Supplied records:
--*--

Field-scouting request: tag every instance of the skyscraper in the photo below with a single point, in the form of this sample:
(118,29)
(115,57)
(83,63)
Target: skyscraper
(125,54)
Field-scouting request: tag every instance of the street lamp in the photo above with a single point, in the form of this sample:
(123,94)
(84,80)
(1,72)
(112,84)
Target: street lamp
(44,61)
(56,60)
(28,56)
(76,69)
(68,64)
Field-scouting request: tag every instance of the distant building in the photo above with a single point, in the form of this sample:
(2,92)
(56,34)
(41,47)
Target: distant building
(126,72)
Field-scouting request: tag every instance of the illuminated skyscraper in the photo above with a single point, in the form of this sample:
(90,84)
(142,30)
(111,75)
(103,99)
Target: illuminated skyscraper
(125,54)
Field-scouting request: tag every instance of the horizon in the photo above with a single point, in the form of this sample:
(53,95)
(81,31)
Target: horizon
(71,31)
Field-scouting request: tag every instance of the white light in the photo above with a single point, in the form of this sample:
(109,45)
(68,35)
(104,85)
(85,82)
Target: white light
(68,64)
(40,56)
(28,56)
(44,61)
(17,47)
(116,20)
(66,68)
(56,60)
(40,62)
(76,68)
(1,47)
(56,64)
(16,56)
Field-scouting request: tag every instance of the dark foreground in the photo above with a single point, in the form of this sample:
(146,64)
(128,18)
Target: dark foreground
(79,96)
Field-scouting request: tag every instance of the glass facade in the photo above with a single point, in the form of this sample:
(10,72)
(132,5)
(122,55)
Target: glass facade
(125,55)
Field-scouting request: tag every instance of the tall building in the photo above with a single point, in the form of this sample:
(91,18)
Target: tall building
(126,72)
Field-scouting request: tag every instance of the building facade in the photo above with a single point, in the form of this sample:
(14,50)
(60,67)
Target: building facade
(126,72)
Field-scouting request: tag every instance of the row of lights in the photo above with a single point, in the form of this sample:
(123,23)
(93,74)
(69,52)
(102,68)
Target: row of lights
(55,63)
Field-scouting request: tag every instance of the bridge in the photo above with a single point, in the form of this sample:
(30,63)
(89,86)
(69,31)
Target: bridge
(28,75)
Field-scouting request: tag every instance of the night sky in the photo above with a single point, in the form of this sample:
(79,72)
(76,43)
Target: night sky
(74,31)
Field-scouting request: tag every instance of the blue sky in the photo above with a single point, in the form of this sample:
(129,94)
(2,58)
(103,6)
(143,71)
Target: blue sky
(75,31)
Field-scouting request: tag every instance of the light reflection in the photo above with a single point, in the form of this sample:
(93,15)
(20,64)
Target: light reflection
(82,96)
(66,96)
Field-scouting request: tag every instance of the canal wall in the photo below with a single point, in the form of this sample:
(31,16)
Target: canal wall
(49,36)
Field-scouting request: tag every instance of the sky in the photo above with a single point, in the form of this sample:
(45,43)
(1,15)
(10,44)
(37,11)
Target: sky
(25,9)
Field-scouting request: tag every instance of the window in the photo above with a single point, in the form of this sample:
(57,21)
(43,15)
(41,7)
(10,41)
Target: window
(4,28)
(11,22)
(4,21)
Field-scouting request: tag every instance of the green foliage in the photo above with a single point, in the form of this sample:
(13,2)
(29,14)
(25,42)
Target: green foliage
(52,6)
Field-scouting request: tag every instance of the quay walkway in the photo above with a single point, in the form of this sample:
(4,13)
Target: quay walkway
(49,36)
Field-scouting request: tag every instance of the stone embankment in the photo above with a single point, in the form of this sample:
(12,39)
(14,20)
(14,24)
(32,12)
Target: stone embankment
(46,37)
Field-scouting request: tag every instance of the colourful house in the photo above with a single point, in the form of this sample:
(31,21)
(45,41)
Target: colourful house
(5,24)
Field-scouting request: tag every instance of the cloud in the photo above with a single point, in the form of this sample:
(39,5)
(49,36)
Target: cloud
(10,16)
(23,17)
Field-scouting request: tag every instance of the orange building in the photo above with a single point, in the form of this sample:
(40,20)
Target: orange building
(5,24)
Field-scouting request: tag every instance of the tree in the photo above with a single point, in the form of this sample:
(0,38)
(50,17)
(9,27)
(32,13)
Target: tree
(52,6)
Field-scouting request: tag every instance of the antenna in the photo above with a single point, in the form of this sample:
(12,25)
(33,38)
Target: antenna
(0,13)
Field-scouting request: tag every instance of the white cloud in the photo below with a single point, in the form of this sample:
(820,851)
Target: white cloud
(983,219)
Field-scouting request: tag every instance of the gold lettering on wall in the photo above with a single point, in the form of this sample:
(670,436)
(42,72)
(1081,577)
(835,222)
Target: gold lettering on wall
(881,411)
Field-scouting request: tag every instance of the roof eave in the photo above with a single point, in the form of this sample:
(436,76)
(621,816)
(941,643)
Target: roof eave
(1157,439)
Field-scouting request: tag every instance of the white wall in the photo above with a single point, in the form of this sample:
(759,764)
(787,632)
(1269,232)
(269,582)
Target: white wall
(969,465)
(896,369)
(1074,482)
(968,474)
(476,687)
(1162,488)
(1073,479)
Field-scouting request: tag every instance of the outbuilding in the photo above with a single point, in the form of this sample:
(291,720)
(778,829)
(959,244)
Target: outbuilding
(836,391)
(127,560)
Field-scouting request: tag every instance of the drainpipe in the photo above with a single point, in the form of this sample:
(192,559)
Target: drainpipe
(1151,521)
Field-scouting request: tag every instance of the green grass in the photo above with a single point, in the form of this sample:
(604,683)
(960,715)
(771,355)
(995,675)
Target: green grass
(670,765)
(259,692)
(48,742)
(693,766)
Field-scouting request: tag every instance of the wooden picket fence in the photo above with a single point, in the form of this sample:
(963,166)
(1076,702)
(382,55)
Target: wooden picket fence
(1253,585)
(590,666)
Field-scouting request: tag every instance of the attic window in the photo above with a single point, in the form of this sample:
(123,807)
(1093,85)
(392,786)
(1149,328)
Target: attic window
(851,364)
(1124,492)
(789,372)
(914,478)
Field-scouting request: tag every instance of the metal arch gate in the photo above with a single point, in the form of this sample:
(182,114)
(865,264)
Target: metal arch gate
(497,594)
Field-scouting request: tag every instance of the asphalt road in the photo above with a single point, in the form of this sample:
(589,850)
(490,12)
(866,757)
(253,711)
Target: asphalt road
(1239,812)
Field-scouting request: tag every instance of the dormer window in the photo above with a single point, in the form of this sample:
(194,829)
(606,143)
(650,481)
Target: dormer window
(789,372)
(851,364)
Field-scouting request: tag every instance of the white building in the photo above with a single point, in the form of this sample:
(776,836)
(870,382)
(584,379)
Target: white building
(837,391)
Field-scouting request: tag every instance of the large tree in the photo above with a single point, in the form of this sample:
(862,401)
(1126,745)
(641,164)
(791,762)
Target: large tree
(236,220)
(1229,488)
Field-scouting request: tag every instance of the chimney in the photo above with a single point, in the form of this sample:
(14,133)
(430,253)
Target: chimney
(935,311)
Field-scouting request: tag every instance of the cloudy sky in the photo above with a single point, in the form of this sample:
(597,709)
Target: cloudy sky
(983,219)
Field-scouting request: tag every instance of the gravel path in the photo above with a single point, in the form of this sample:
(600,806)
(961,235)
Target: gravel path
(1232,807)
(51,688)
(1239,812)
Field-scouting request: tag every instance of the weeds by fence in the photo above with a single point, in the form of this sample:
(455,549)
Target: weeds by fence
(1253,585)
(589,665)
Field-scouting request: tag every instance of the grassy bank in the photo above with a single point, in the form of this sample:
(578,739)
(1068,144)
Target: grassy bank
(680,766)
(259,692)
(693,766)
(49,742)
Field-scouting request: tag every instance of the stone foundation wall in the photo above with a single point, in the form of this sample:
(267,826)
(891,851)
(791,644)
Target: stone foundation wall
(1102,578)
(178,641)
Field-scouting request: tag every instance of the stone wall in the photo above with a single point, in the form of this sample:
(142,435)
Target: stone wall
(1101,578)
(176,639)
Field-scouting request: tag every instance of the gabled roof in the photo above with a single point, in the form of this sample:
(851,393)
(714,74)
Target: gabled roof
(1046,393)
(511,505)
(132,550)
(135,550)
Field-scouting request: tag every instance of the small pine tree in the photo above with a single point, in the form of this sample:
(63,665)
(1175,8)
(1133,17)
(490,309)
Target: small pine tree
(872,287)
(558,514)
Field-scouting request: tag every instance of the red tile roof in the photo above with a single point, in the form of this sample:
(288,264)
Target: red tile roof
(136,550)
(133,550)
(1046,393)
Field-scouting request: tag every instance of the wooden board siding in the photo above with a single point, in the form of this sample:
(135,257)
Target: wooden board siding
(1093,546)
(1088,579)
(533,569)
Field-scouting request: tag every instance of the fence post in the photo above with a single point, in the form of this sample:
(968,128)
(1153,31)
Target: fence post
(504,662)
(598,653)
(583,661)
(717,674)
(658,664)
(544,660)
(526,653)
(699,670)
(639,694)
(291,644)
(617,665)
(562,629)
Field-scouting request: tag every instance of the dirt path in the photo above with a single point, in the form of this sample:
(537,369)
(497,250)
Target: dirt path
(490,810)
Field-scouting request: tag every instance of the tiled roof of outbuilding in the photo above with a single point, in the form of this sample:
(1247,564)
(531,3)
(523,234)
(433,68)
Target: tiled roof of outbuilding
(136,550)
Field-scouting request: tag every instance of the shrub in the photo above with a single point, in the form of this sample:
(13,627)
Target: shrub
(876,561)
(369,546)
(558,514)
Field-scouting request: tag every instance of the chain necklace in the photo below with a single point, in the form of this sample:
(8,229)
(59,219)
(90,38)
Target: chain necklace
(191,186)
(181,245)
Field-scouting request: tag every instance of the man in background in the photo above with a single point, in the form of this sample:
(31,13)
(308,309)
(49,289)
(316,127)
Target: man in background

--*--

Exercise:
With the line containing "Field-scouting request: tag every instance of the stone wall" as the first and the last line of the records as the final one, print exactly the lines in that span.

Solution for this problem:
Field-scouting request: tag every instance of the stone wall in the photo above with a single point, in the form of this sample:
(142,435)
Target: stone wall
(1101,578)
(176,639)
Field-scouting request: tag every instance of the gabled roof in the photo above with a single point, in the form of this sample:
(851,393)
(714,74)
Target: gabled roof
(1046,393)
(511,505)
(132,550)
(135,550)
Field-scouting request: tag every instance of the small pine tree in the photo above with a single point, in the form of this sample:
(63,665)
(1175,8)
(1133,17)
(490,309)
Target: small pine tree
(872,287)
(558,514)
Field-scouting request: tag every instance of the red tile roof in the photo above with a single point, in the form of this sample:
(288,264)
Target: red tile roof
(136,550)
(133,550)
(1046,393)
Field-scouting request: tag every instance of the wooden board siding in the photo above with a single point, in the form of this sample:
(135,257)
Target: wooden board siding
(1093,546)
(1088,579)
(533,569)
Field-scouting request: tag every instance of the fence post in the photo above with a single point, in the form of this sample:
(968,128)
(1153,31)
Target: fence post
(504,662)
(598,653)
(583,661)
(717,674)
(658,664)
(544,660)
(526,653)
(699,670)
(639,694)
(291,644)
(617,665)
(562,629)
Field-scouting request: tag every instance of the dirt path in the photo above with a single point, in the form of this sample:
(537,369)
(497,250)
Target: dirt path
(490,810)
Field-scouting request: tag every instance of the tiled roof of outbuilding in the photo above with a single point, in the form of this sample:
(1247,564)
(531,3)
(523,234)
(433,68)
Target: tiled roof of outbuilding
(136,550)
Field-scouting request: tag every instance of the shrub in the photo above with a single point, in the form of this sample:
(13,627)
Target: shrub
(876,561)
(369,546)
(558,514)
Field-scouting request: tag every instance of the chain necklace in the photo below with a single point, in the form of this sample:
(8,229)
(59,219)
(90,38)
Target: chain necklace
(191,186)
(181,245)
Field-scouting request: tag every instance of the man in background in the photo above with a single point, in the form of this sample:
(31,13)
(308,309)
(49,289)
(316,127)
Target: man in background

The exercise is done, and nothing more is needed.